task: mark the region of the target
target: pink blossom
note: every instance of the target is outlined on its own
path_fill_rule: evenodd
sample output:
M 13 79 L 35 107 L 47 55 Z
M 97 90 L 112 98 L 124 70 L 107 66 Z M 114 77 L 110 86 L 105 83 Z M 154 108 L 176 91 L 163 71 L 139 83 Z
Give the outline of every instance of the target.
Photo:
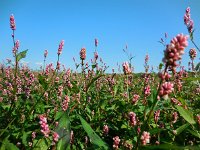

^^^^^^^^^^^^^^^^

- **Exercise goal**: Your answer must be a single number: the count of lines above that contain the string "target".

- **The completed task**: 4